Start of Block

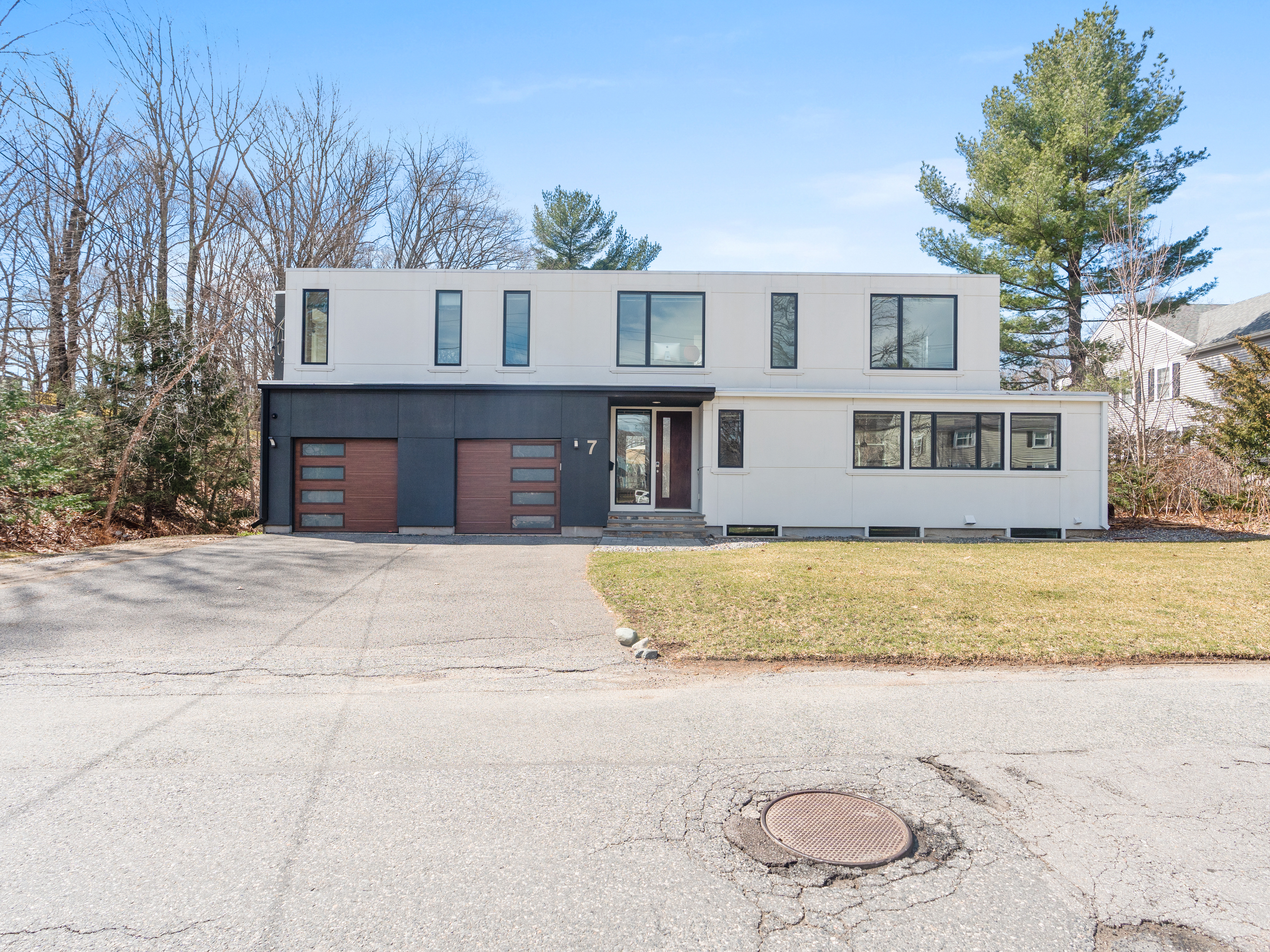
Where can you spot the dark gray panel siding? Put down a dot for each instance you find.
(327, 413)
(280, 480)
(507, 416)
(585, 482)
(426, 482)
(423, 414)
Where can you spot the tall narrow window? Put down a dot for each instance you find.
(879, 441)
(516, 328)
(314, 334)
(732, 440)
(661, 329)
(1034, 441)
(914, 333)
(784, 332)
(450, 328)
(633, 460)
(956, 442)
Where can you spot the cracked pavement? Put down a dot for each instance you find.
(319, 743)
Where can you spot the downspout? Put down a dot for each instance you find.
(265, 457)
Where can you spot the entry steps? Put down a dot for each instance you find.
(652, 527)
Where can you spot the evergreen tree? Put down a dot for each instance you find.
(573, 232)
(1239, 431)
(1064, 153)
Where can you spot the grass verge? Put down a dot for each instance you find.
(903, 602)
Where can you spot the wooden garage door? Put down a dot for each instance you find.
(509, 487)
(346, 486)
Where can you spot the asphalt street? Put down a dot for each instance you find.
(305, 743)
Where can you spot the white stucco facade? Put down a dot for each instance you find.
(798, 470)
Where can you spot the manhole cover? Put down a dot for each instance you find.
(836, 828)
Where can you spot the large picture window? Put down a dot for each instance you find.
(732, 440)
(879, 441)
(956, 442)
(661, 329)
(516, 328)
(450, 328)
(1034, 441)
(784, 332)
(317, 313)
(914, 333)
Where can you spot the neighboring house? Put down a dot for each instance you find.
(1173, 350)
(587, 403)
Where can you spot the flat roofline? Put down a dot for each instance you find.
(587, 271)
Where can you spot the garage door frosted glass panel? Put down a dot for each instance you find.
(324, 520)
(534, 499)
(533, 475)
(322, 495)
(533, 522)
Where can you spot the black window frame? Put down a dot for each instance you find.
(529, 324)
(1059, 442)
(771, 332)
(741, 418)
(304, 325)
(436, 328)
(900, 334)
(903, 437)
(978, 441)
(648, 330)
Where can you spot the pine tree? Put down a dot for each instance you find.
(1064, 153)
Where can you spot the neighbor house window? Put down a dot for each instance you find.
(516, 328)
(956, 442)
(1034, 441)
(661, 329)
(450, 328)
(914, 333)
(784, 332)
(317, 313)
(732, 440)
(879, 441)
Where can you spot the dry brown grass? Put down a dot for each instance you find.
(948, 603)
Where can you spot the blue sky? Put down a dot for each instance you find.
(743, 136)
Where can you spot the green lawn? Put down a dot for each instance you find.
(906, 602)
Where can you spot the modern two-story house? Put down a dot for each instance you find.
(521, 402)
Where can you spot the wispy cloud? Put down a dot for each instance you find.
(500, 92)
(995, 55)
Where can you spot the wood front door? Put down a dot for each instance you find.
(509, 487)
(672, 484)
(346, 486)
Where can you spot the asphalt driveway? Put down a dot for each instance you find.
(319, 743)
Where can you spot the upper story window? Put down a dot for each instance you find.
(956, 442)
(450, 328)
(516, 328)
(914, 333)
(661, 329)
(1033, 441)
(784, 332)
(317, 311)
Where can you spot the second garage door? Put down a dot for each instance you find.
(509, 487)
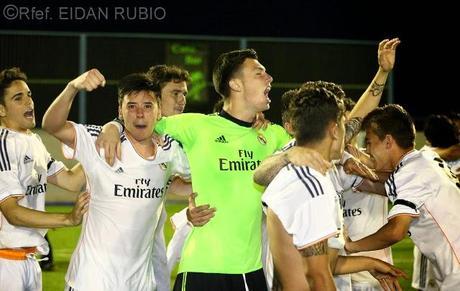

End of Block

■ Exercise aim ■
Reproduce each entry exactly as given; no pictures, please.

■ Answer to this problem ■
Where can you spot the dark gray panel siding? Put down a dot for each instance you find.
(327, 413)
(280, 480)
(507, 416)
(585, 482)
(426, 482)
(423, 414)
Where can you spot the tall narrow window? Put down a dot for each instance you find.
(879, 441)
(516, 328)
(314, 334)
(732, 440)
(661, 329)
(1034, 441)
(914, 333)
(784, 332)
(450, 328)
(633, 460)
(956, 442)
Where can you spot the cracked pavement? Put down a dot for each instance you find.
(319, 743)
Where can you spot the downspout? Put down a dot for each instance you find.
(265, 457)
Where can you spot the entry steps? Put down a dot for each instance you find.
(652, 527)
Where can you spot the evergreen tree? Put down a dot for each instance you find.
(573, 232)
(1239, 431)
(1064, 153)
Where can you spot the grass verge? Put down a dot for each instance you find.
(903, 602)
Where can you spot the wooden garage door? Put down a dot for each instance you find.
(509, 487)
(346, 486)
Where can you spot the asphalt street? Put down a dot for each instance you find.
(305, 743)
Where can you spot the white stucco facade? Put down a dot for each instance you find.
(798, 470)
Where can you spot the manhole cover? Put down a dot for each instance you find.
(836, 828)
Where can you spot the large picture window? Put down a dot for each instance you find.
(732, 440)
(879, 441)
(956, 442)
(661, 329)
(516, 328)
(450, 328)
(1034, 441)
(784, 332)
(317, 313)
(914, 333)
Where can you spot the neighboring house? Put down a dot for each instance you find.
(1173, 350)
(587, 403)
Where can you spot the flat roofline? Put down a dot for each instance you find.
(587, 271)
Where can you spot the garage door frosted glass panel? Put down a dot for each instance you find.
(324, 520)
(534, 499)
(533, 475)
(322, 495)
(533, 522)
Where can you spot the black window frame? Put down a dot for each instance you find.
(529, 324)
(1059, 442)
(771, 332)
(741, 418)
(304, 325)
(436, 328)
(900, 334)
(903, 437)
(978, 441)
(648, 330)
Where can you spot the pine tree? Put down a dot for each instance you find.
(1064, 153)
Where can you spot the neighbor house window? Put down a dot for each instance you find.
(516, 328)
(956, 442)
(1034, 441)
(661, 329)
(450, 328)
(914, 333)
(784, 332)
(317, 313)
(732, 440)
(879, 441)
Where can you spot the dry brown grass? Put down a dot for each instance you find.
(948, 603)
Where can you spot the blue sky? Put down a dot for each instance you find.
(743, 136)
Where can you spot the green lawn? Put down a dot for each instance you find.
(906, 602)
Where can you spot the modern two-story house? Put down a dot for each instance you find.
(521, 402)
Where can you spot the wispy cloud? Put down a dot for each instance you find.
(500, 92)
(995, 55)
Where can you spot the wood front door? Put down a dot for each instance you find.
(509, 487)
(672, 484)
(346, 486)
Where can you spot the asphalt driveway? Put down a dot for each instance you find.
(319, 743)
Where can you spot the upper story window? Put down a dot for each instance you find.
(956, 442)
(450, 328)
(516, 328)
(914, 333)
(661, 329)
(1033, 441)
(784, 332)
(317, 311)
Where can you spot the second garage door? Put down a dot for each instance you find.
(509, 487)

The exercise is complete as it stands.